Linhas fornecidas ::

######

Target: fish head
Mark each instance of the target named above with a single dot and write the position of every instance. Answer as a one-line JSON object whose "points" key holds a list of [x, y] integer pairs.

######

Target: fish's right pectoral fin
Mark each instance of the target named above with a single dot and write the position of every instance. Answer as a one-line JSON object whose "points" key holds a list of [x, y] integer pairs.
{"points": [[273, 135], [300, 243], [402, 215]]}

######

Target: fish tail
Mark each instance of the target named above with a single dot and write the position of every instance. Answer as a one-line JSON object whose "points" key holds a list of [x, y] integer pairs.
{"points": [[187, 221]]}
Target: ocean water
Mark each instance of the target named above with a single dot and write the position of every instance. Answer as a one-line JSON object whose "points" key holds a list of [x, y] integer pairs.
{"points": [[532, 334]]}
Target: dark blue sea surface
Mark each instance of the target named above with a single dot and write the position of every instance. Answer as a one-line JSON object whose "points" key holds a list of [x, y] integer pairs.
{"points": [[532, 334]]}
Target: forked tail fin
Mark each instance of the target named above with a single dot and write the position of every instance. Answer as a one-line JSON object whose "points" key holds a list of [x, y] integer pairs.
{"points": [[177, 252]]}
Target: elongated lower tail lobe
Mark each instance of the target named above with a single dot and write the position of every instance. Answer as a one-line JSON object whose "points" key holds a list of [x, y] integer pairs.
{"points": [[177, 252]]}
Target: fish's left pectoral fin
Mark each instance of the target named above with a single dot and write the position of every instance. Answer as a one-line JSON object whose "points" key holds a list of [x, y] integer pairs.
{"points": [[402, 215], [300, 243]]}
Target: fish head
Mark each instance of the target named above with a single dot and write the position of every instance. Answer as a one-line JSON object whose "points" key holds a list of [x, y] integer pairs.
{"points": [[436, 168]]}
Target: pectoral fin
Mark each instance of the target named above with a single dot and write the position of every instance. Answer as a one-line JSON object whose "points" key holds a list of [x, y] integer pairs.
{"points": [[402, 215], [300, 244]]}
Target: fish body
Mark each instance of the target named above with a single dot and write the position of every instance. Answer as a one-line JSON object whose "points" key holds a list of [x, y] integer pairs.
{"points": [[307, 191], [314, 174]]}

######

Tarefa proposta :: Conte quantas das linhas acima contêm a palavra "tail", diferenciando maiúsculas de minúsculas. Responda só com o número.

Solução da tarefa :: 3